— Start of QUOTED TEXT —
I thought that the taping a clip to clip thing only worked when there is a short grip/mag. lock in area and a long mag. hanging out the rest of the way. This pistol,… would appear to have 90% of the mag. (inside) the gun,.. thus,… I would think that taping 2 together would not be an easy task. (the extended mag. of course)
End to end. Basically bottom of clip to bottom of clip.
The real gun is 21rnd. Military uses a 21 round magazine. You can buy the 21 round magazine. That’s the magazine that sticks out the bottom
Welcome to the blog.
Yes, the military does carry the extended magazine, and why not? They don’t try to conceal the sidearm. I just like the trimmer appearance of the shorter mag better, plus, as someone has noted, 17 rounds are plenty for me.
Just think B.B. you could live in a place that only allows 10 round or less magazines!
Wouldn’t you feel disarmed? Lol!
Oh wasnt saying it to you. Meaning anything bad. Was trying to reply to a guy that said why would they make it 21 when the real gun is 17.
Thanks for the info.
SIG makes all kinds of shot count magazines for the P320 family of pistols. My X-FIVE came with 4 twenty-one round capacity magazines.
“Well I guess you can only load 17 air soft balls rather than 21 for that purpose.”. Exactly what I do with my 1911 training Airsoft pistol; 7, 8, and 10 makes me really COUNT and not just FEEL the count.
Yes sir you got it.
It looks like you need to get an extended magazine for your firearm.
I don’t care for the extended mags. Seventeen shots is good enough for me.
— End of QUOTED TEXT —
§ **SHORT TASK**: Copy the passage in the magazine discussion starting with "Oh wasnt saying" and going on through "FEEL the count.", swapping "training" for "practice".
— Start of DATA PROVIDED —
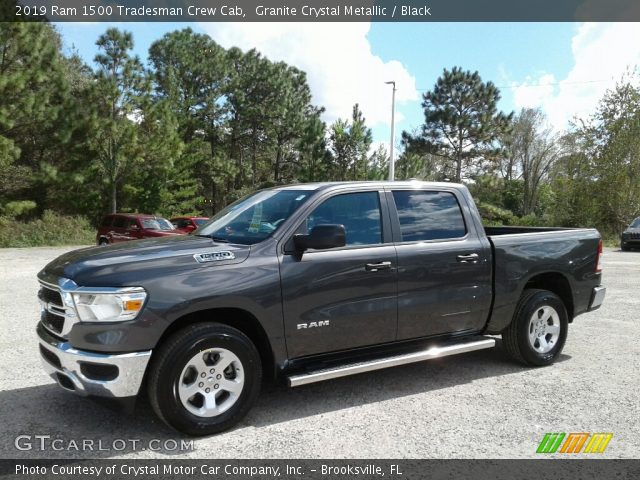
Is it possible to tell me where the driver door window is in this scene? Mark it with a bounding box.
[306,192,382,246]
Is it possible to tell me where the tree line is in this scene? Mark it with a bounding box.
[0,22,640,240]
[0,22,387,221]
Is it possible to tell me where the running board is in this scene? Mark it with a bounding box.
[287,337,496,387]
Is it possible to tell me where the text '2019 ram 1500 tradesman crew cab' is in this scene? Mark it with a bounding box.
[37,182,605,435]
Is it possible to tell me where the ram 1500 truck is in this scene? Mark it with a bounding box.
[37,181,605,435]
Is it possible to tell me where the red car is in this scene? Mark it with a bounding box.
[171,217,209,233]
[96,213,183,245]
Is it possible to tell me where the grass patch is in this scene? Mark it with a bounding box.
[0,210,96,248]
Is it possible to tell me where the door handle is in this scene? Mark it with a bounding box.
[456,253,480,263]
[364,262,391,272]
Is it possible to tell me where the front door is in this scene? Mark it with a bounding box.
[280,191,397,358]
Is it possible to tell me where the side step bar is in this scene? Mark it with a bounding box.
[287,337,496,387]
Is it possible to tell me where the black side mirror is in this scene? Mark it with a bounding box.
[293,225,346,252]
— End of DATA PROVIDED —
§ **REPLY**:
Oh wasnt saying it to you. Meaning anything bad. Was trying to reply to a guy that said why would they make it 21 when the real gun is 17.
Thanks for the info.
SIG makes all kinds of shot count magazines for the P320 family of pistols. My X-FIVE came with 4 twenty-one round capacity magazines.
“Well I guess you can only load 17 air soft balls rather than 21 for that purpose.”. Exactly what I do with my 1911 practice Airsoft pistol; 7, 8, and 10 makes me really COUNT and not just FEEL the count.